**Goal of the exercise:** Look through the lines below, find those with the word "single", and copy them.

(Dataset entries)
* * * *
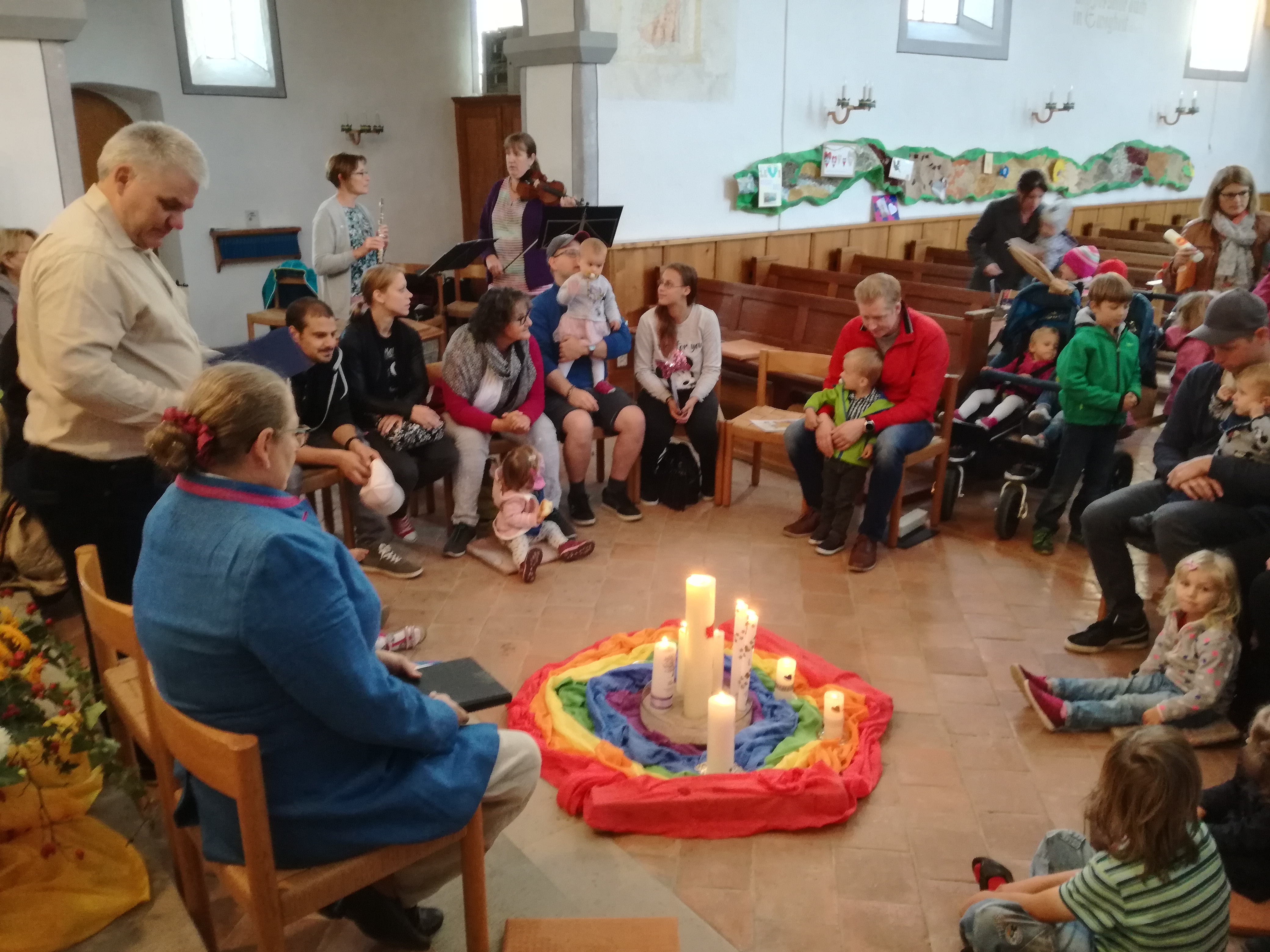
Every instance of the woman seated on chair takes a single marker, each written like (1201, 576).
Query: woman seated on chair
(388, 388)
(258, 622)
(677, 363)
* * * *
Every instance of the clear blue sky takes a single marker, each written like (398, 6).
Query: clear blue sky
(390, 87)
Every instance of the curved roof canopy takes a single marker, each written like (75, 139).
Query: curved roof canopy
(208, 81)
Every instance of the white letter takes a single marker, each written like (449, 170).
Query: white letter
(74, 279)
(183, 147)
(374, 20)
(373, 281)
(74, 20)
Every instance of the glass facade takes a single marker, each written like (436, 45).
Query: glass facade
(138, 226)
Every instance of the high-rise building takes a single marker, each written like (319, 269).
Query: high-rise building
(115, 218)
* * * *
**Task response:**
Every instance of the woman seated on chair takes a single marker, each written like (1201, 576).
Every instance of the clear blue sky takes a single marker, each written like (398, 6).
Every instance of the curved roof canopy takes a single marker, each written like (75, 139).
Every instance of the white letter takes a single marker, each written like (449, 170).
Every instance of the glass facade takes a single marker, each written like (436, 45).
Every instance of the high-rise building takes a single marker, each written like (319, 269).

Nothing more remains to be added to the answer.